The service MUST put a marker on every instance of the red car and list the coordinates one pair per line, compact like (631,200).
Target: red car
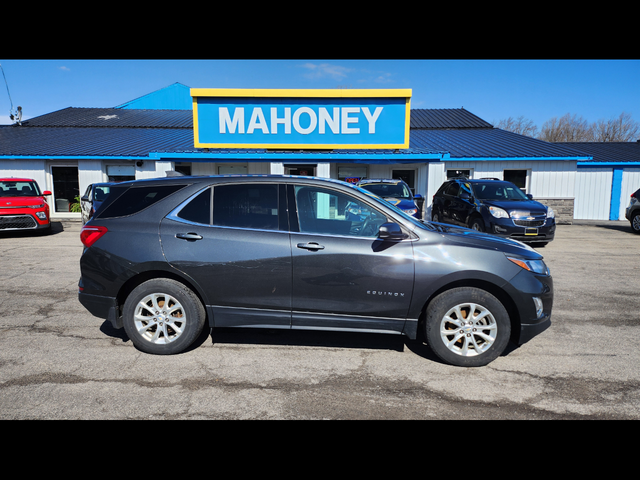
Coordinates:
(23,206)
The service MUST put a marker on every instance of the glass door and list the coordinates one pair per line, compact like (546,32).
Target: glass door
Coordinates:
(65,188)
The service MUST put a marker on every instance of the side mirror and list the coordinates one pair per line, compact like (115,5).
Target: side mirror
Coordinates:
(391,231)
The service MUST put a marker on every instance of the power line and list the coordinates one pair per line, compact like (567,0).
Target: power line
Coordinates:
(13,115)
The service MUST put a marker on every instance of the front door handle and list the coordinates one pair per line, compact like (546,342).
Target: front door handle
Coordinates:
(311,246)
(189,236)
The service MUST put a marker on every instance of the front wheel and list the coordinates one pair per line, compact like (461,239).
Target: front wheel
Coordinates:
(467,327)
(635,222)
(163,317)
(477,224)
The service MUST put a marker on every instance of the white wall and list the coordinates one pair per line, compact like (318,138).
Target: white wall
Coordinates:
(593,194)
(547,179)
(34,169)
(630,183)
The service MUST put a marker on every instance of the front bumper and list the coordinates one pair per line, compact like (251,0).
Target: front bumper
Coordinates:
(22,221)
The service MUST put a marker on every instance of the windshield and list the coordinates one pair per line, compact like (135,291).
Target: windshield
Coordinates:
(18,188)
(498,191)
(386,190)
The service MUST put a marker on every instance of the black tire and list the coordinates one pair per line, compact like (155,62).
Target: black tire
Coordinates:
(158,331)
(635,222)
(470,343)
(476,224)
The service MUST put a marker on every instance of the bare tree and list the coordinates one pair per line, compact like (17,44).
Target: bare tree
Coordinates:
(520,125)
(621,129)
(568,128)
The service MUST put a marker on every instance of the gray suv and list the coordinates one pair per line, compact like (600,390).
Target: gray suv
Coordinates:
(633,211)
(165,257)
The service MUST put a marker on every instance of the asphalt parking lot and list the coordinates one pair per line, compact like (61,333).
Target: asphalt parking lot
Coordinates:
(59,362)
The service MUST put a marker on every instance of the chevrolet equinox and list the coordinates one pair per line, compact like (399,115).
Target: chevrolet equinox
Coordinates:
(165,257)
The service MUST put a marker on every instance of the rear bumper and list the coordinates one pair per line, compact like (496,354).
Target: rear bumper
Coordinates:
(545,233)
(101,307)
(530,330)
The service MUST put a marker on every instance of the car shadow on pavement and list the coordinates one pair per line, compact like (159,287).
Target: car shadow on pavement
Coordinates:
(625,227)
(304,338)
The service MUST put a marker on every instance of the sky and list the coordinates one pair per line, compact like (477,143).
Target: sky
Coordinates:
(493,90)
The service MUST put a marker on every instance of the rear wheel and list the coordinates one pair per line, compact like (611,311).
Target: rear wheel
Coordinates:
(163,317)
(467,327)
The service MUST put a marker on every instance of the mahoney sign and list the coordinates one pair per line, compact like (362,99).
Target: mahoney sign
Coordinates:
(309,119)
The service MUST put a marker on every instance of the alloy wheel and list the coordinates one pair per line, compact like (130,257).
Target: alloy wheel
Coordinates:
(468,329)
(160,318)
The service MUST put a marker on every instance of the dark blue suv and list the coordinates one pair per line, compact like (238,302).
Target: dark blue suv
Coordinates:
(394,191)
(493,206)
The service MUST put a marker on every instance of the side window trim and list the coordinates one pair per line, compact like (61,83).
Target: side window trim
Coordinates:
(293,212)
(173,215)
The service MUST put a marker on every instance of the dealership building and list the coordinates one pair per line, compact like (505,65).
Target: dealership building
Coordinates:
(341,134)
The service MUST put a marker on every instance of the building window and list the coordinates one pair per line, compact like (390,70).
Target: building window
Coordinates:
(232,170)
(458,173)
(352,173)
(121,173)
(517,177)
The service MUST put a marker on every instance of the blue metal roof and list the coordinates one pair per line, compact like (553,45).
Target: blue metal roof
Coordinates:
(608,152)
(489,143)
(136,133)
(113,118)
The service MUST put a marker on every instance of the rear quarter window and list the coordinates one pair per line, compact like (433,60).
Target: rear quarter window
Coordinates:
(135,199)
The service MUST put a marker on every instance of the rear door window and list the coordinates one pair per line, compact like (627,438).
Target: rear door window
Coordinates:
(252,206)
(136,199)
(198,210)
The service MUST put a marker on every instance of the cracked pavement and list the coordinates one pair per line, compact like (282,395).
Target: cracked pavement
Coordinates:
(59,362)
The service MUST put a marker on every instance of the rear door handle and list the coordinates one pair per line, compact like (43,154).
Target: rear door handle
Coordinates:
★ ★ ★ ★
GIVEN EXERCISE =>
Omit pictures; set down the rest of the material word for word.

FINISHED ANSWER =>
The service MUST put a marker on every instance of the red car and list the coordinates one pair per line, compact like (631,200).
Target: red car
Coordinates:
(23,206)
The service MUST put a marker on every instance of the glass door and list the coordinates one pair per line, compact like (546,32).
Target: glass door
Coordinates:
(65,188)
The service MUST put a marker on every instance of the side mirror and list the coordinates one pair per line, compact like (115,5).
Target: side mirror
Coordinates:
(391,231)
The service MUST put a marker on every instance of the power line and list the coordinates one pair per line, compact like (567,0).
Target: power line
Coordinates:
(13,115)
The service MUST put a marker on every instance of the front door handle and list the coordinates one pair per line, compact like (546,342).
Target: front door handle
Coordinates:
(311,246)
(189,236)
The service MUST put a marker on every instance of the front wheel and list the coordinates one pair per line, compact like (461,239).
Target: front wheel
Coordinates:
(467,327)
(635,222)
(163,317)
(477,224)
The service MUST put a marker on every instance of the white wall and list the coordinates one pair per line, compact like (318,138).
Target: white wall
Coordinates:
(593,194)
(547,179)
(34,169)
(630,183)
The service MUST put a marker on every instance of the front bumper and list the coordinates one pair per line, compact like (251,0).
Target: front bumper
Coordinates:
(22,221)
The service MUST put a marker on every instance of the windshield and list the coordinates one pair per line, compact like (135,291).
Target: windshield
Coordinates:
(18,188)
(498,191)
(386,190)
The service MUST put a marker on every instance of the black tire and list the coordinates one pair per line, compact like (155,62).
Target: black tire
Coordinates:
(158,331)
(635,222)
(470,343)
(476,224)
The service MUST put a marker on every instance of the bare tree and list the coordinates one pair per line, compact like (17,44).
Target: bare tree
Coordinates:
(520,125)
(621,129)
(568,128)
The service MUST put a marker on every instance of the gray suv and list the coordinates one pair per line, compact like (600,390).
Target: gray suv
Coordinates:
(633,211)
(165,257)
The service MUST put a marker on every instance of the asphalt parking lot and list the coordinates one pair per line, compact like (61,333).
Target: asphalt parking lot
Coordinates:
(59,362)
The service MUST put a marker on every instance of the chevrolet equinox and list the coordinates one pair per line, compact like (399,115).
Target: chevrolet equinox
Coordinates:
(165,257)
The service MUST put a marker on every instance of the rear bumper and list the coordinates one pair per line, compact like (496,354).
Target: rear bumper
Coordinates:
(545,233)
(101,307)
(530,330)
The service MUST put a marker on every instance of the car shadow on pavement and list the coordinates one pair per line, compact like (159,287).
Target: car shadow on pavement
Coordinates:
(625,227)
(304,338)
The service MUST put a marker on every instance of the sky and list the coordinates one pair per line, compact like (477,143).
Target: sky
Coordinates:
(493,90)
The service MUST put a marker on every instance of the rear wheel and list the coordinates one pair per line, compact like (611,311).
Target: rear wheel
Coordinates:
(163,317)
(467,327)
The service MUST put a marker on every instance of the mahoney sign and list the coordinates one pair per line, compact like (362,99).
Target: mahoney sign
Coordinates:
(309,119)
The service MUST put a marker on every instance of the alloy wheel and list the coordinates one pair per line, compact like (130,257).
Target: alloy wheel
Coordinates:
(468,329)
(160,318)
The service MUST put a marker on every instance of the dark blue suv and list the coordinates one pair per line, compact like (238,302).
Target: dark blue suv
Coordinates:
(394,191)
(493,206)
The service MUST put a marker on every instance of the side window trim and list the coordinates one pair per line, compact like (61,83).
Target: side window trim
Coordinates:
(293,212)
(173,215)
The service MUST put a marker on every instance of the dealership building and list the coordinates one pair per line, compact like (505,65).
Target: dealership building
Coordinates:
(341,134)
The service MUST put a marker on every instance of the building window and list the coordinates one pair per line, compact like (390,70).
Target: building window
Coordinates:
(232,170)
(458,173)
(352,173)
(121,173)
(517,177)
The service MUST put a marker on every instance of the blue metal roof and list the coordinates one pair per line, compact like (553,45).
Target: blue metal roof
Coordinates:
(608,152)
(489,143)
(136,133)
(113,118)
The service MUST put a marker on every instance of the rear quarter window and list the coordinates one pair per line, compact like (433,60).
Target: rear quarter window
Coordinates:
(135,199)
The service MUST put a marker on every instance of the rear door window and list the coordinates one pair per line, compact like (627,438).
Target: rear door window
Coordinates:
(252,206)
(136,199)
(198,210)
The service MUST put a marker on every instance of the cracked pavement and list the coordinates one pair per line, compact like (282,395).
Target: cracked pavement
Coordinates:
(59,362)
The service MUST put a marker on every instance of the rear door handle and list the coordinates one pair per line, compact like (43,154).
Target: rear door handle
Coordinates:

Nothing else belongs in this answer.